EXERCISE INSTRUCTIONS:
Arrange every line of the records below as a JSON list of strings, one string per line, leaving out any blank lines.

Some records
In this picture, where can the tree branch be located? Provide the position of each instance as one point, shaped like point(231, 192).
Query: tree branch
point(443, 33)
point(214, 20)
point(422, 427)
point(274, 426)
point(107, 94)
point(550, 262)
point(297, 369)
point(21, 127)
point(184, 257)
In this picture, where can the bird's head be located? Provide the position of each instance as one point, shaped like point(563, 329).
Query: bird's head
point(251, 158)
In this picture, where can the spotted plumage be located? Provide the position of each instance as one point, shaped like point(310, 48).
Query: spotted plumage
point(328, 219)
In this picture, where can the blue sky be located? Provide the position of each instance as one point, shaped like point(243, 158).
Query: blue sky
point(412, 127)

COMPLETE OUTPUT:
[
  "In this picture, where can the tree branch be located? Provide the position of each instance as one point, shaped like point(231, 192).",
  "Query: tree branch",
  "point(443, 33)",
  "point(214, 20)",
  "point(422, 427)",
  "point(274, 426)",
  "point(107, 94)",
  "point(550, 262)",
  "point(297, 369)",
  "point(21, 127)",
  "point(184, 257)",
  "In this picture, where can the bird's head be located? Provide the position of each instance as one point, shaped like point(563, 329).",
  "Query: bird's head",
  "point(251, 158)",
  "In this picture, where can the spotted plumage be located? Provide the position of each instance as one point, shaped like point(310, 48).",
  "Query: spotted plumage",
  "point(328, 219)",
  "In this picture, where can the blue sky be located? Provide the position of each instance as one point, shaped like point(243, 158).",
  "Query: blue sky",
  "point(412, 127)"
]